Start of MATERIALS PROVIDED

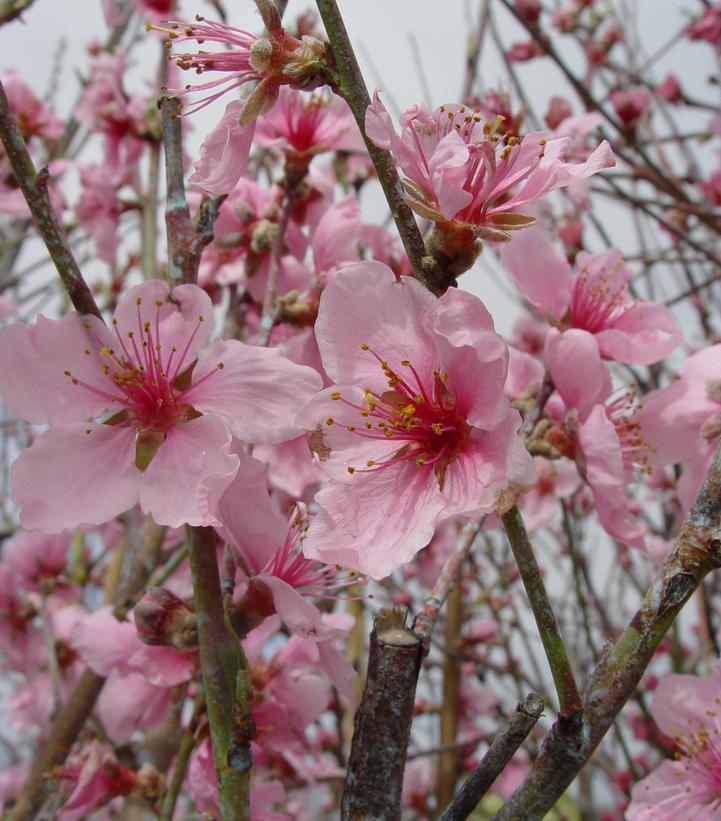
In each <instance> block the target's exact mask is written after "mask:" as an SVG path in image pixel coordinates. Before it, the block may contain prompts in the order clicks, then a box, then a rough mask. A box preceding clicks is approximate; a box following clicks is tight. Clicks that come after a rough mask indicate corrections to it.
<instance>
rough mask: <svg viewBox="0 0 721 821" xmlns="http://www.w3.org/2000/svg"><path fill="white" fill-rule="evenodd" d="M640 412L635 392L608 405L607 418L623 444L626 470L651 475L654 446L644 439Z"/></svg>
mask: <svg viewBox="0 0 721 821" xmlns="http://www.w3.org/2000/svg"><path fill="white" fill-rule="evenodd" d="M637 410H638V406H637V402H636V395H635V394H634V393H633V391H629V392H627V393H623V394H621V395H620V396H618V397H617V398H616V399H613V400H611V401H610V402H607V403H606V416H607V417H608V419H609V420H610V421H611V422H612V423H613V427H614V430H615V431H616V435H617V436H618V441H619V442H620V444H621V456H622V457H623V465H624V467H625V468H626V470H629V471H630V470H634V469H635V470H638V471H641V472H642V473H651V467H650V466H649V463H648V457H649V454H650V453H651V452H652V451H653V450H654V448H653V446H652V445H651V444H650V443H649V442H647V441H646V440H645V439H644V438H643V432H642V430H641V426H640V425H639V423H638V422H637V421H636V411H637Z"/></svg>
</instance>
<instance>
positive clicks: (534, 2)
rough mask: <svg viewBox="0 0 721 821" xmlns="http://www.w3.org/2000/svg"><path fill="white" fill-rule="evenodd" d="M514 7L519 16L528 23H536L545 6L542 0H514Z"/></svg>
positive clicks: (531, 23) (524, 20)
mask: <svg viewBox="0 0 721 821" xmlns="http://www.w3.org/2000/svg"><path fill="white" fill-rule="evenodd" d="M513 6H514V8H515V9H516V11H517V12H518V15H519V17H521V19H522V20H524V22H526V23H530V24H531V25H535V24H536V23H537V22H538V20H539V19H540V17H541V11H543V6H542V5H541V0H514V3H513Z"/></svg>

End of MATERIALS PROVIDED

◆ TASK DESCRIPTION
Reproduce the material above line for line, substituting "foreground clicks" for every occurrence of "positive clicks" and leaving everything else unchanged. Omit the pictures from your answer.

◆ FINISHED TASK
In each <instance> block the target's exact mask is written after "mask:" as an SVG path in image pixel coordinates. Before it, the block may contain prompts in the order clicks, then a box, then a rough mask. A box preceding clicks is approximate; a box following clicks is tight. Clicks that come after a rough mask indicate corrections to it.
<instance>
rough mask: <svg viewBox="0 0 721 821" xmlns="http://www.w3.org/2000/svg"><path fill="white" fill-rule="evenodd" d="M640 412L635 392L608 405L607 418L623 444L626 470L651 475L654 446L644 439Z"/></svg>
mask: <svg viewBox="0 0 721 821" xmlns="http://www.w3.org/2000/svg"><path fill="white" fill-rule="evenodd" d="M637 410H638V406H637V402H636V395H635V394H634V393H633V391H629V392H627V393H623V394H621V395H620V396H618V397H617V398H616V399H613V400H611V401H610V402H607V403H606V416H607V417H608V419H609V420H610V421H611V422H612V423H613V427H614V430H615V431H616V435H617V436H618V441H619V442H620V444H621V456H622V457H623V465H624V467H625V468H626V470H629V471H630V470H634V469H635V470H638V471H641V472H642V473H651V467H650V466H649V463H648V457H649V454H650V453H651V452H652V451H653V450H654V448H653V446H652V445H651V444H650V443H649V442H647V441H646V440H645V439H644V438H643V432H642V430H641V426H640V425H639V423H638V422H637V421H636V411H637Z"/></svg>
</instance>
<instance>
foreground clicks: (534, 2)
rough mask: <svg viewBox="0 0 721 821" xmlns="http://www.w3.org/2000/svg"><path fill="white" fill-rule="evenodd" d="M514 7L519 16L528 23H536L545 6L542 0H514Z"/></svg>
foreground clicks: (531, 23) (524, 20)
mask: <svg viewBox="0 0 721 821" xmlns="http://www.w3.org/2000/svg"><path fill="white" fill-rule="evenodd" d="M513 6H514V8H515V9H516V11H517V12H518V15H519V17H521V19H522V20H524V22H526V23H530V24H531V25H535V24H536V23H537V22H538V20H539V19H540V17H541V11H543V6H542V5H541V0H514V3H513Z"/></svg>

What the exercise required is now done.